• Required action:
An exact copy of the records below is required, and it must contain no pictures.

Point localization data
------------------------------------------------
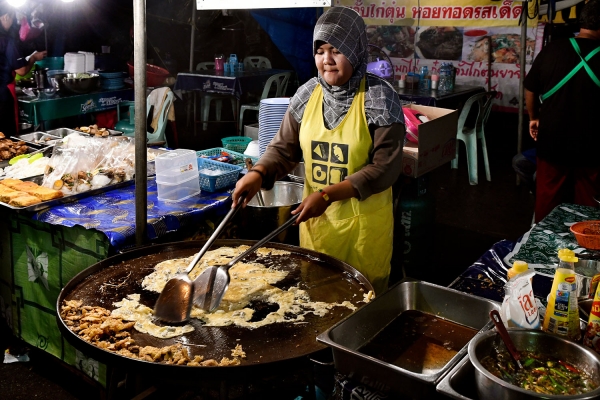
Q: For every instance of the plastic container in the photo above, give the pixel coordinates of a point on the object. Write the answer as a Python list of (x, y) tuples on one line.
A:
[(176, 192), (562, 312), (176, 166), (517, 268), (587, 234), (236, 143), (215, 175)]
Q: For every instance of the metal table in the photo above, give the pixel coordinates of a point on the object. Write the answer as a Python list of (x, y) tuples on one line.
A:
[(444, 99), (232, 83), (38, 111)]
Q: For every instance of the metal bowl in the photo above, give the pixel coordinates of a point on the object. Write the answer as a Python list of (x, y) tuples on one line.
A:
[(74, 83), (297, 174), (491, 387), (257, 221)]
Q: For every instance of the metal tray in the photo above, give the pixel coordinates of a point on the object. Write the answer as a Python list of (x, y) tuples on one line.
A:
[(459, 383), (62, 132), (110, 131), (358, 329), (38, 138)]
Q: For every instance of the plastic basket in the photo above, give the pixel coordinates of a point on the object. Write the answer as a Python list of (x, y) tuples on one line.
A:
[(587, 234), (236, 158), (236, 143), (212, 183)]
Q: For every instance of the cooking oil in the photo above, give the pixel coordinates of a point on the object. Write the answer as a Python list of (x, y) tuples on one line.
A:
[(562, 313)]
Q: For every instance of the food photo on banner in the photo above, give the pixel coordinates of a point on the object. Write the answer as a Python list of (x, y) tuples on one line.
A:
[(467, 33)]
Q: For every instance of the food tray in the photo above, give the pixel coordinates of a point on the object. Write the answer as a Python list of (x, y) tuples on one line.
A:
[(111, 132), (38, 138), (30, 149), (236, 143), (62, 132), (237, 158), (212, 183), (67, 199), (351, 334)]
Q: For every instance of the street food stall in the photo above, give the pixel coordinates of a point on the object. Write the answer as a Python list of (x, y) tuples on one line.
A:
[(76, 286)]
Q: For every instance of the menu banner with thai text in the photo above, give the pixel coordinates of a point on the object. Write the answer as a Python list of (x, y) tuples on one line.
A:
[(483, 13)]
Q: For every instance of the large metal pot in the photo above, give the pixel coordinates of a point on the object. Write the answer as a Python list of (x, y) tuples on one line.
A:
[(258, 221), (491, 387), (269, 348)]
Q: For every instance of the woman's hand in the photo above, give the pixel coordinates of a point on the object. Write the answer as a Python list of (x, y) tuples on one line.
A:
[(251, 183), (312, 206), (533, 128)]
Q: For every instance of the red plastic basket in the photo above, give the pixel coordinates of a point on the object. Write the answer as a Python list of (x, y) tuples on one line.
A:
[(155, 76), (587, 234)]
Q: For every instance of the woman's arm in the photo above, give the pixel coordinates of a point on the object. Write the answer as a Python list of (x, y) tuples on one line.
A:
[(281, 156), (386, 164)]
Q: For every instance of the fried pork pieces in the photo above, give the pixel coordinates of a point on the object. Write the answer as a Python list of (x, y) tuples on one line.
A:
[(96, 326)]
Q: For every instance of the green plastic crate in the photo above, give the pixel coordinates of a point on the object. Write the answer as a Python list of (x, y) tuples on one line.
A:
[(227, 176)]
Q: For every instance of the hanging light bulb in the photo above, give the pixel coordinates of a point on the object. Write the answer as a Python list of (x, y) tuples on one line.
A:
[(16, 3)]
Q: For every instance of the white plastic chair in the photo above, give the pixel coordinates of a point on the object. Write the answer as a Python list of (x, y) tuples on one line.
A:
[(469, 136), (259, 62), (207, 98), (158, 136), (280, 81)]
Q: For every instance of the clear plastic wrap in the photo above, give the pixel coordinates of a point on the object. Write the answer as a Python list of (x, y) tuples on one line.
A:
[(79, 163)]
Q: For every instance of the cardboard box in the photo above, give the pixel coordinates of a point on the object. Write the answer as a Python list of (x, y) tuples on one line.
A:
[(437, 141)]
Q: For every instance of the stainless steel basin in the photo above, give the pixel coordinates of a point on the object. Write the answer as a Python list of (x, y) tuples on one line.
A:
[(351, 334)]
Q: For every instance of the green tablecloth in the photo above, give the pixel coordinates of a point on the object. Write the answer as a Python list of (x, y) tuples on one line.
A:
[(68, 105), (539, 247), (44, 258)]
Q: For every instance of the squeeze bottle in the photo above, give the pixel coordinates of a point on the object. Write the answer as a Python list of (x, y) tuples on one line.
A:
[(517, 268), (562, 313)]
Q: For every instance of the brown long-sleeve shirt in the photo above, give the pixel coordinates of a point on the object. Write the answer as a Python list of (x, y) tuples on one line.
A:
[(284, 153)]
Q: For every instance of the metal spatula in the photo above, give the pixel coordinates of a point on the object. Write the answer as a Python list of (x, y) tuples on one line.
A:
[(175, 301), (211, 284)]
------------------------------------------------
• Response to the exercise:
Q: For every instance of the plastic container in the photo above, give the pixel coordinates of a point on the object. Write the answer as a Python list of (x, y) tuples on one line.
A:
[(176, 192), (562, 312), (176, 166), (517, 268), (587, 234), (236, 143), (215, 175)]
Q: For every instance of the metal table in the photo above, give the pixel coordinates of a point on the object. Write the answer as a Python list of (x, y) tuples on one line.
A:
[(444, 99), (232, 83), (38, 111)]
Q: For every instance of the metal bowl in the photo above, give the pixel coordinates of a point on the object. Write the answer as a Python list of (x, y) tuples on one line.
A:
[(74, 83), (297, 174), (491, 387), (257, 221)]
Q: For every instance of the metal tray in the photo above, give the pixel coordinates of a point on the object. Write the answer as a Python list of (x, y) tuples on one line.
A:
[(459, 383), (62, 132), (110, 131), (358, 329), (38, 138)]
Q: For every instance of the plastic basket in the photo above, give the pixel coordinates of a point on the object. Write the answer as a Python list of (x, y) tuples on one line.
A:
[(587, 234), (236, 158), (236, 143), (212, 183)]
Q: For every instance of the cooking oil in the photo above, give the pixel coordinates of a point on the object. Write the answer as a Python list of (x, y) tuples on one line.
A:
[(562, 313)]
Q: For every instance of the food photo on banner in the photo above, give the pixel coordinates of a point on the object. Write the answer as a Python list of (x, y) tuples on one line.
A:
[(467, 33)]
Q: For every instance of the food tray in the photo above, give the pixel coordinates of a point on the object. Write the answer as a Python list of (x, y) tuples on one line.
A:
[(111, 132), (38, 138), (30, 149), (236, 143), (62, 132), (237, 158), (212, 183), (67, 199), (351, 334)]
Q: For every instance of the street food stall in the photo above, give the pixel coordinates of a point on the object. Write the answer as a Python list of (x, y) tuples on one line.
A:
[(76, 286)]
Q: For every instance of the menu banner with thai text in the photo above, give the pixel coordinates of a point on the object. Write the answer as a Python list of (x, y) tuples on one line.
A:
[(483, 13)]
Q: For every instance of the large metal pot in the photo above, give the pixel coordinates of a point on the object. Write the answer as a Python list of (x, y) tuples on one line.
A:
[(258, 221), (491, 387), (269, 348)]
Q: For every instance of the woman's hand in the photo above, give the pixel coordinates of a point on the object. Write the answer as a Python list of (x, y) tuples on one line.
A:
[(251, 183), (312, 206), (533, 128)]
Q: For every instance of the red plastic basket in the photo above, give the pixel coordinates of a point on the object. Write the answer as a Python list of (x, y) tuples on one line.
A:
[(155, 76), (587, 234)]
Q: For every instance of the woman's arm in the photo above, give the pixel coordinates of a point on the object. Write the answer as a Python list of (x, y) tuples on one line.
A:
[(281, 156), (386, 164)]
Q: For every instance of the fried pork pieces in the photo above, give the pixel coordinates of a point on the object. Write the answer as a Python list of (x, y) tuples on one line.
A:
[(96, 326)]
Q: For every instance of the green plastic crate in the photo above, give the pixel coordinates of a point on the object. Write the answer as a Python list of (x, y) tuples on one line.
A:
[(227, 176)]
Q: For every instance of the hanging light bulb in the photo above, give the pixel coordinates of a point on the object. Write the answer as a Python list of (x, y) tuples on one line.
A:
[(16, 3)]
Q: For every instance of the white plastic chair in the photo above, give the pixel coordinates of a point on the object. Write the answer as a Python list of (x, y) tuples on one line.
A:
[(469, 136), (259, 62), (207, 98), (158, 136), (280, 81)]
Q: For every instance of the clear plastic wrap in the photo above, give the pixel coordinates of a point on the object. Write the answer as a Python list of (x, y) tuples on one line.
A:
[(79, 163)]
Q: For every instance of the cardboard box in the photo above, give the pixel coordinates of a point on the object. Write the answer as a Python list of (x, y) tuples on one line.
A:
[(437, 141)]
Q: For every instance of the stainless steel basin in the photo above, give the pixel coordinates of a point on the object. Write the answer as a Python list of (x, y) tuples on one line.
A:
[(351, 334)]
Q: For every instance of the green tablecloth in the photo above, give the pixel coordinates of a point on the object. Write the answer as a Python list of (x, y) tuples on one line.
A:
[(68, 105), (539, 247), (44, 258)]
Q: For every instance of the squeeze bottle in the photo above, give the pixel coordinates of a point on the object. Write the answer as a Python list of (x, y) tuples on one line.
A:
[(517, 268), (562, 313)]
Q: For every instance of the brown long-sleeve shirt in the photo above, give the pixel coordinates of a point on the object. Write the answer as a Python list of (x, y) tuples on one line.
A:
[(284, 153)]
Q: For every instance of the metal spatula in the photo above, give the pixel coordinates of a point on the object. Write the answer as a Python list of (x, y) tuples on one line.
A:
[(175, 301), (211, 284)]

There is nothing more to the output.